Reproduce the rows below, replacing every occurrence of "drop a point" with "place a point" and leaving all else unchanged.

Data extracted from a collection

━━━━

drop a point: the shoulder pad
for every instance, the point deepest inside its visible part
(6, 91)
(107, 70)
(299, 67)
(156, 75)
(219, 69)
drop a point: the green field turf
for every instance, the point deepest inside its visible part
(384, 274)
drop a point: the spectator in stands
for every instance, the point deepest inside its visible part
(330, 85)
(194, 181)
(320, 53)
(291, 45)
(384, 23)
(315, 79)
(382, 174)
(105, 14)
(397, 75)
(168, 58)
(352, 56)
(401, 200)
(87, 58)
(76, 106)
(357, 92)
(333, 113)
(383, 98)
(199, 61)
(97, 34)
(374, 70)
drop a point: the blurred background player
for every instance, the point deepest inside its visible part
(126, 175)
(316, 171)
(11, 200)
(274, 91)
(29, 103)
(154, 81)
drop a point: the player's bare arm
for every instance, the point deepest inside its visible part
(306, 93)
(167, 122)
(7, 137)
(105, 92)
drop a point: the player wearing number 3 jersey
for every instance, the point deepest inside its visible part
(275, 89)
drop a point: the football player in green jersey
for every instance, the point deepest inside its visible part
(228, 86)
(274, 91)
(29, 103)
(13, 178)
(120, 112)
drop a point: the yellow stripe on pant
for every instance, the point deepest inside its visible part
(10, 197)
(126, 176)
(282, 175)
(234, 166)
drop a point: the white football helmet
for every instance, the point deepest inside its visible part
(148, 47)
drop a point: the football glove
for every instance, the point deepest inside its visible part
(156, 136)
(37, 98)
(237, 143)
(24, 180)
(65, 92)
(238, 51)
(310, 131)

━━━━

*Problem solution*.
place a point: the shoulder pad
for every instance, the point deepest inside its visible part
(6, 91)
(107, 70)
(299, 67)
(156, 75)
(219, 69)
place a point: the green field turf
for every instance, the point deepest inside its visible part
(384, 274)
place a point: the spectator in stands
for every instance, the point deepest inside its visible part
(330, 85)
(194, 181)
(320, 53)
(291, 45)
(384, 23)
(315, 79)
(382, 174)
(105, 14)
(397, 75)
(168, 58)
(352, 56)
(401, 200)
(87, 58)
(76, 106)
(357, 92)
(333, 113)
(383, 98)
(199, 61)
(97, 34)
(374, 70)
place a point: the blurred background player
for every instance, the point deepest inside its visible part
(126, 175)
(316, 171)
(11, 200)
(274, 91)
(29, 103)
(154, 81)
place a point: the player's bare arm
for every instance, the point deepest inside its visible part
(306, 93)
(167, 122)
(7, 137)
(105, 92)
place a point: the player wearing number 3 jersey
for every instance, the point deepest inside its visible part
(275, 89)
place a point: the football player in green jersey
for every instance, the point deepest inside its visible part
(228, 86)
(274, 91)
(29, 103)
(13, 178)
(120, 112)
place a point: the yellow stripe on pant
for every instance, the point deepest inside its visible part
(10, 197)
(126, 176)
(282, 175)
(234, 166)
place a point: the white football helmet
for every instance, the point deepest inside its visible part
(148, 47)
place a point: the football glove
for every instance, the point deepest inside its visible part
(156, 136)
(37, 98)
(237, 143)
(24, 180)
(65, 92)
(238, 51)
(310, 131)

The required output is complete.